→ **TO BE DONE**: Count the lines in the records below that contain the string "window", treating case as significant, and give only the number.

-----

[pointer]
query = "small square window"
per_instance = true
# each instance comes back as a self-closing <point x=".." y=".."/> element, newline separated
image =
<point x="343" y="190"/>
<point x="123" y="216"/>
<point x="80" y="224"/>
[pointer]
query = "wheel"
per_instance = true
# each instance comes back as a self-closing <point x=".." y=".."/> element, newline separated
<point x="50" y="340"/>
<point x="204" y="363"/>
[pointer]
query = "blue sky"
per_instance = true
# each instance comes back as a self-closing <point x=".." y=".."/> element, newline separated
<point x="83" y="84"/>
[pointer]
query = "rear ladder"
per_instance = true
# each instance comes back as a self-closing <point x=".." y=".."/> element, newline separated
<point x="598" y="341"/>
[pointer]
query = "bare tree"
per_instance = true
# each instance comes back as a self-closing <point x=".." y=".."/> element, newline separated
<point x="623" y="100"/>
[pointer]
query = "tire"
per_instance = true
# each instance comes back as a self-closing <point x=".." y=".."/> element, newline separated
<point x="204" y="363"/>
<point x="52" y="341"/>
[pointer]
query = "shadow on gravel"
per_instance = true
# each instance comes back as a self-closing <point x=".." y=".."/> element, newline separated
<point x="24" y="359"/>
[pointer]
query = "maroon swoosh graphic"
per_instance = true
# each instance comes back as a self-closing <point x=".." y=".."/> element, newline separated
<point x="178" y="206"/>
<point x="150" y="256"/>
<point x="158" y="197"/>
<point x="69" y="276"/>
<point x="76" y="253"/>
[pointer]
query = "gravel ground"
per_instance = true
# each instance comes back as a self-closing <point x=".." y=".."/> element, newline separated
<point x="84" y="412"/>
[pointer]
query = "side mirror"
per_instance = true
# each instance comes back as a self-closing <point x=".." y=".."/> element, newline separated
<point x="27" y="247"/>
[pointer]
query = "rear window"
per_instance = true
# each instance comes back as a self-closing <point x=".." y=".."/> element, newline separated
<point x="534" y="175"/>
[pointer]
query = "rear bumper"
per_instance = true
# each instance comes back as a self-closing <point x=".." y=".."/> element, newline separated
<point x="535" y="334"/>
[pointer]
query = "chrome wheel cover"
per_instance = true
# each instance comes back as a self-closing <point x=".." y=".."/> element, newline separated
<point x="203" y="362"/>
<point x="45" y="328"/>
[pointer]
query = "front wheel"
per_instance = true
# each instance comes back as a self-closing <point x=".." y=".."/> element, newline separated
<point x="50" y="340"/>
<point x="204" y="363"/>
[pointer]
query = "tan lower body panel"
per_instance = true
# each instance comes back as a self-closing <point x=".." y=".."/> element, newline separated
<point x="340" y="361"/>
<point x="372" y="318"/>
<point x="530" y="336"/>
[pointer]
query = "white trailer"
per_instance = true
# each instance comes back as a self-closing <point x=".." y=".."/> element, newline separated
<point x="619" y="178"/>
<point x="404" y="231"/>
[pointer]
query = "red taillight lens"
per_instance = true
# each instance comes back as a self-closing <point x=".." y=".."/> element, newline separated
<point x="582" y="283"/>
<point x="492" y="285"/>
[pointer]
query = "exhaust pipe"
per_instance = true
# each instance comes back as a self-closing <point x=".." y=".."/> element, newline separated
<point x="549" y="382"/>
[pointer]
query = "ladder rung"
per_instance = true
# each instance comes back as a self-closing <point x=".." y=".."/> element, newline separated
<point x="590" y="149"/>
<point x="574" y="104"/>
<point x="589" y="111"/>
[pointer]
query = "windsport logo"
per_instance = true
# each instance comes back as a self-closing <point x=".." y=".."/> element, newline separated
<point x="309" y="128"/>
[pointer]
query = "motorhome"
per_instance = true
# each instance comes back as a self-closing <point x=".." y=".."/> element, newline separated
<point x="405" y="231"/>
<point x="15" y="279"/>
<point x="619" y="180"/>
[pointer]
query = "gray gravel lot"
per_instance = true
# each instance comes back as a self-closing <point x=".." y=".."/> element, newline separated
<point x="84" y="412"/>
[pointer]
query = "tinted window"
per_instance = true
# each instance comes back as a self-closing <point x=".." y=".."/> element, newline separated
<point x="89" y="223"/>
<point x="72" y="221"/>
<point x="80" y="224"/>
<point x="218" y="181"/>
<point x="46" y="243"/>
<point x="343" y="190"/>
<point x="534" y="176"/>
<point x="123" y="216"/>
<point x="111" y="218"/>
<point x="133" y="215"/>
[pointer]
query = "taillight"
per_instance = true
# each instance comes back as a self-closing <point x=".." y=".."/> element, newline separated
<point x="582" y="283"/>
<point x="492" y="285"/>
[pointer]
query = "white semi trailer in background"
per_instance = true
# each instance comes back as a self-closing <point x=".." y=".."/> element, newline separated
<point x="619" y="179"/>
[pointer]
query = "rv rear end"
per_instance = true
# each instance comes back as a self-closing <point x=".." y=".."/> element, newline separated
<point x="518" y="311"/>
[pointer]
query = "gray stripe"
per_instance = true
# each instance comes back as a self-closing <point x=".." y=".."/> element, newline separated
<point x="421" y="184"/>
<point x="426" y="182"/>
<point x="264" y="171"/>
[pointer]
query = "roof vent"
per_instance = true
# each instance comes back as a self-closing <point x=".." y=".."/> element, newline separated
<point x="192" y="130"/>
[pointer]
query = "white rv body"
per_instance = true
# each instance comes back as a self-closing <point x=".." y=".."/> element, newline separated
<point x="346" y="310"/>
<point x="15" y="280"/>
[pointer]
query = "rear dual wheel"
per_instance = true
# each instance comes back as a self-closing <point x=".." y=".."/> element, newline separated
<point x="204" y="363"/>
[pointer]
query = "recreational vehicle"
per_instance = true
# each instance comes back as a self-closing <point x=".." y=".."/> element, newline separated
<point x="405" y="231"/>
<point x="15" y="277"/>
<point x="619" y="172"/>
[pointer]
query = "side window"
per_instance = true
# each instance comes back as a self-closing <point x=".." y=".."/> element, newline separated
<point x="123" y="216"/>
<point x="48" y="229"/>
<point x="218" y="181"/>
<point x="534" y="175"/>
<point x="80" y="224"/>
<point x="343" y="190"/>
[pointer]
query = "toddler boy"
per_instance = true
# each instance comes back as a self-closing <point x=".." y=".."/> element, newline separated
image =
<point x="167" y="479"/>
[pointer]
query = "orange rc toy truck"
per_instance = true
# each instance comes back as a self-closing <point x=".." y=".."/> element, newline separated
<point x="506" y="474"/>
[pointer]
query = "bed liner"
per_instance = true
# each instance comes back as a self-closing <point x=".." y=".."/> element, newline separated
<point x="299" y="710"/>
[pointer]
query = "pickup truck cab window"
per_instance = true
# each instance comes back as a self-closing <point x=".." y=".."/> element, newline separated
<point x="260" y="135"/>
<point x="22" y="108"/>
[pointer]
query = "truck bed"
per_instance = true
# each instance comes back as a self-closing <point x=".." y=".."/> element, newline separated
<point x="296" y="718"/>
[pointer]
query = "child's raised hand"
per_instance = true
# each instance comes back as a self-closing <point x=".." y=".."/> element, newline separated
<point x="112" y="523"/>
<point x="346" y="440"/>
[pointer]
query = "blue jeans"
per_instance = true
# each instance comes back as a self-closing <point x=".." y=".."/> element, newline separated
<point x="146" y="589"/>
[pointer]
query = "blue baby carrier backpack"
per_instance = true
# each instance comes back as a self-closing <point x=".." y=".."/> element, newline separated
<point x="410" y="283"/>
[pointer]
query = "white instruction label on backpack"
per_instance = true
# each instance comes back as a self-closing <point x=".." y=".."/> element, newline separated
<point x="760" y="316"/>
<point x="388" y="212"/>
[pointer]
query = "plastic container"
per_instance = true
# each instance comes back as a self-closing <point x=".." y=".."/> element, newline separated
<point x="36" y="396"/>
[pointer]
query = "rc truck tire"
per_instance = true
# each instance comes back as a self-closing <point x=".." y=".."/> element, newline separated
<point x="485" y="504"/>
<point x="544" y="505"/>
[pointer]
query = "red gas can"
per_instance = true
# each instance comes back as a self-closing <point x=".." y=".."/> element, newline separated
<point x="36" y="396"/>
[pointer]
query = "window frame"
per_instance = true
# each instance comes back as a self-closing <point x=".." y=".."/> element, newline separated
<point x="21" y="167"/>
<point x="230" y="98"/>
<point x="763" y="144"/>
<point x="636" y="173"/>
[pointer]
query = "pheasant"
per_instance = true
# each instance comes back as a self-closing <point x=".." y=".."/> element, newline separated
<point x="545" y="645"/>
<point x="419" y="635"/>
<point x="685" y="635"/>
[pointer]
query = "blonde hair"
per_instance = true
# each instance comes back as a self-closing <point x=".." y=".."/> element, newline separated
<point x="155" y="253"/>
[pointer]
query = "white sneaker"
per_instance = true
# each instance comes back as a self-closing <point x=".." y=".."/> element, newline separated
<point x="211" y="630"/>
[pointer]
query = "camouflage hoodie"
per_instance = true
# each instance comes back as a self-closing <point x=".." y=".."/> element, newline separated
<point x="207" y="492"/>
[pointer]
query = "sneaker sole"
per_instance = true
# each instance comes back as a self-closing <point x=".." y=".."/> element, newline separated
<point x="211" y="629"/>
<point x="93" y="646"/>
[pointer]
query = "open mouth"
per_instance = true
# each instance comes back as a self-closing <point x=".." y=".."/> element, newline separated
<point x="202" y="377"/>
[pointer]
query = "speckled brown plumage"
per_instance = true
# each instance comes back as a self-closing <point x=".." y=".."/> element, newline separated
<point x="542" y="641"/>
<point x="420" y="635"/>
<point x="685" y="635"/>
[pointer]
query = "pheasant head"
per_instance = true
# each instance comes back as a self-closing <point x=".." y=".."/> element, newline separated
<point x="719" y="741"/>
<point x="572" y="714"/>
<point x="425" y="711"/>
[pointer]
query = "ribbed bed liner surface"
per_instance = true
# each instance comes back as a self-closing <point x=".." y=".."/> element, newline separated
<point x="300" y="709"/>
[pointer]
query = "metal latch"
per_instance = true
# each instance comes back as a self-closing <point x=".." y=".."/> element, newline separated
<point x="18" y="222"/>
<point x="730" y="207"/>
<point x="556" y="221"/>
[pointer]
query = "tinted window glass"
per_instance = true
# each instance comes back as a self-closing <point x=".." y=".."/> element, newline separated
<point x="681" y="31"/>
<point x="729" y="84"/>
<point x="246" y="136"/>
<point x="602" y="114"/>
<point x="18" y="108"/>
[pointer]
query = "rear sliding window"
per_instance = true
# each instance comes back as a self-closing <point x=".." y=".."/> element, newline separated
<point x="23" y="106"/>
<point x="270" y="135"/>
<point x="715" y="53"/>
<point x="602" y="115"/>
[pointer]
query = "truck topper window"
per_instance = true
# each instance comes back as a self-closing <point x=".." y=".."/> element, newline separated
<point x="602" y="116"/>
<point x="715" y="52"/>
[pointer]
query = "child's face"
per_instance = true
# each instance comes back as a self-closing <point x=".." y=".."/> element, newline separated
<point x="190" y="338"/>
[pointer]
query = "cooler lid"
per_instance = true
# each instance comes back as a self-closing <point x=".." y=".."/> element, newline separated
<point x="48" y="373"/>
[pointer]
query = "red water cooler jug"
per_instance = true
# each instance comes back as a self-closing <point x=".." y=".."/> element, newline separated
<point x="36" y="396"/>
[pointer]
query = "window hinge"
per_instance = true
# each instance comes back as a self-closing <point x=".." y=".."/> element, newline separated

-----

→ **RESULT OF THIS TASK**: 10